▶ EXTRAIT DU DOCUMENT:

'''

QUAND INTERVENIR? QUAND S’ABSTENIR?
Le dilemme de l’abstention thérapeutique est probablement un des plus grands paradoxes de la médecine car il est souvent possible d’améliorer la situation d’un patient par des moyens simples, sans se sentir obligé d’utiliser du matériel high-tech, de prescrire des tonnes d’antibiotiques, d’inciser du matin au soir, de meuler ou de raboter sans discernement. Hippocrate avait d’ailleurs prévenu : primum non nocere.
Quelle que soit la situation clinique, la décision thérapeutique doit toujours être précédée d’une réflexion qui ne se limite pas à « compter des trous pour les boucher ». Un diagnostic global est nécessaire mais plus important encore, un pronostic doit être formulé. Le pronostic est l’évaluation de l’évolution de la situation médicale du patient en l’absence d’intervention. Cela nécessite d’analyser les facteurs qui ont contribué à installer le problème, à l’entretenir et qui risquent de l’aggraver. Et c’est seulement lorsque le praticien a des raisons objectives de penser que la situation va s’aggraver si rien n’est fait que l’intervention thérapeutique est pleinement justifiée.
« La majorité des erreurs humaines sont plus des erreurs dans la décision que des erreurs dans la réalisation. »
– Christian Morel
Les deux exemples cliniques présentés plus haut relèvent de deux disciplines (la parodontologie et l’occlusodontologie) qui illustrent bien le besoin pressant de « médicalisation » de l’odontologie. Celui qui observe la observe la façon dont les décisions thérapeutiques est en droit de s’interroger :
- Ne sommes-nous pas trop interventionnistes? Trop « chirurgiens »?
- Ne peut-on pas être d’avantage « non interventionnistes »? Plus médecins?
Avant d’opérer, demandons-nous toujours :
- si l’intervention va dans le sens d’une réduction des facteurs de risque en présence;
- si la technique chirurgicale retenue présente un rapport bénéfice/risque favorable;
- si l’intervention va dans l’intérêt du patient ou dans celui de notre cabinet.

'''

▶ CONTENU DES DONNÉES:
'''

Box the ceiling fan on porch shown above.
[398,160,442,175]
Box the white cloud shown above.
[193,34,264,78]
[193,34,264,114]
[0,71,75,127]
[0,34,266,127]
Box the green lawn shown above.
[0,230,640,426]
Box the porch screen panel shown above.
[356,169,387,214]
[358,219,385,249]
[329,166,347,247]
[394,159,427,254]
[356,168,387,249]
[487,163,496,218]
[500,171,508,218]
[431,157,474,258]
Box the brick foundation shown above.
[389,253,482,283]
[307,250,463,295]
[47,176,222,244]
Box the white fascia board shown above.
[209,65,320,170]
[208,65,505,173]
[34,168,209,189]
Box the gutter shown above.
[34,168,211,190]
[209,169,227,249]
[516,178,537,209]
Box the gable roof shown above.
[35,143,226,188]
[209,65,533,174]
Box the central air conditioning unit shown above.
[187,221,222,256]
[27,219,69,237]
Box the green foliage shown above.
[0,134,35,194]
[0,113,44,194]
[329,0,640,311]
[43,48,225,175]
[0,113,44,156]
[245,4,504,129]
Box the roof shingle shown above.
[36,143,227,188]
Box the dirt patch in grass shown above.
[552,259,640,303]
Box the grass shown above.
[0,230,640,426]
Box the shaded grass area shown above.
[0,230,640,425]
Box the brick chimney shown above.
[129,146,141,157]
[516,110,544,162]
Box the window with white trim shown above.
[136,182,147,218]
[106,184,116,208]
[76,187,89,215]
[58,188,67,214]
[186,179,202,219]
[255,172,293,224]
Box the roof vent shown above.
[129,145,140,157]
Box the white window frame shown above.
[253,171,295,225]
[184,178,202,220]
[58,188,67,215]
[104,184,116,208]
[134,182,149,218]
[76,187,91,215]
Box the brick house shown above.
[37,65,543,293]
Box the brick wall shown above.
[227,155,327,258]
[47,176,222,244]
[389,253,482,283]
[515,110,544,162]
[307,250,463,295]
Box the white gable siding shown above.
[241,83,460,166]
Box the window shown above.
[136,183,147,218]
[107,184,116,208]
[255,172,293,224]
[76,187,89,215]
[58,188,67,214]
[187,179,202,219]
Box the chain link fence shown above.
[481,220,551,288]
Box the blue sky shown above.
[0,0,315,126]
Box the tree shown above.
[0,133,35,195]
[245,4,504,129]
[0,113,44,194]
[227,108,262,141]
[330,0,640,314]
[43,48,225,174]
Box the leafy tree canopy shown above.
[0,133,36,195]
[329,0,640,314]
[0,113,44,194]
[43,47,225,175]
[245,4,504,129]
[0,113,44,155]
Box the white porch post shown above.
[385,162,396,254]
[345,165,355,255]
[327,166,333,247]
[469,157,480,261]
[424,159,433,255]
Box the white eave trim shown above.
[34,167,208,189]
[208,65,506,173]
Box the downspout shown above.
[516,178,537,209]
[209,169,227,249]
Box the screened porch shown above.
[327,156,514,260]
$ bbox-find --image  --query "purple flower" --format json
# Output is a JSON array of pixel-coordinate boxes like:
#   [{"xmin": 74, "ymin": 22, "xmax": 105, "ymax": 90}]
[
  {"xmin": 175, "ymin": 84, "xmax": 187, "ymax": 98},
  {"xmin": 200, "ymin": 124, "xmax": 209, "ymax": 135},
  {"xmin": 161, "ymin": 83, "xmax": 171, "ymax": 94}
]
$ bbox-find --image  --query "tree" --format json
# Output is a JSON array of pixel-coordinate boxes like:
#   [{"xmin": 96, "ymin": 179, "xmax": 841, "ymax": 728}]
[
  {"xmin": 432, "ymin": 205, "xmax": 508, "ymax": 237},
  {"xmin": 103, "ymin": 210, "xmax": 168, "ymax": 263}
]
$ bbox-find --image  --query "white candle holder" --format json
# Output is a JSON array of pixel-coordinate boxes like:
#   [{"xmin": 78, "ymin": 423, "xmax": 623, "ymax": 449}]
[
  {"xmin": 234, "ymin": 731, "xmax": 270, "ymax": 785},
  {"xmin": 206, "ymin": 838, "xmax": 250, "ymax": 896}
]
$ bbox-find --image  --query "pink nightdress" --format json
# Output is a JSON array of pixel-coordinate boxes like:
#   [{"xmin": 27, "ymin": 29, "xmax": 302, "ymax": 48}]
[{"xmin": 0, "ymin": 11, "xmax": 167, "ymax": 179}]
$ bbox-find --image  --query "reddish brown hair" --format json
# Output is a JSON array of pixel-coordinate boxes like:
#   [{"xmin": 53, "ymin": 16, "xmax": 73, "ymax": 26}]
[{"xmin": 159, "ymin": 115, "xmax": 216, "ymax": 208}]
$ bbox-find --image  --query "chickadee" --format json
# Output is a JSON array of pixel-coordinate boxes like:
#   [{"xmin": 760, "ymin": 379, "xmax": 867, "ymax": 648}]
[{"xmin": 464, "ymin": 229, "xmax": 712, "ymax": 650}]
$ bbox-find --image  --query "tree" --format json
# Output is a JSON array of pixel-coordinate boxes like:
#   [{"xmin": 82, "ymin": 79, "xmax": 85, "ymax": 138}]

'''

▶ CONSIGNE: Relevez tous les points que l'extrait sur l'abstention thérapeutique demande de vérifier avant d'opérer.

▶ RÉSULTAT:
- Si l'intervention va dans le sens d'une réduction des facteurs de risque en présence.
- Si la technique chirurgicale retenue présente un rapport bénéfice/risque favorable.
- Si l'intervention va dans l'intérêt du patient ou dans celui de notre cabinet.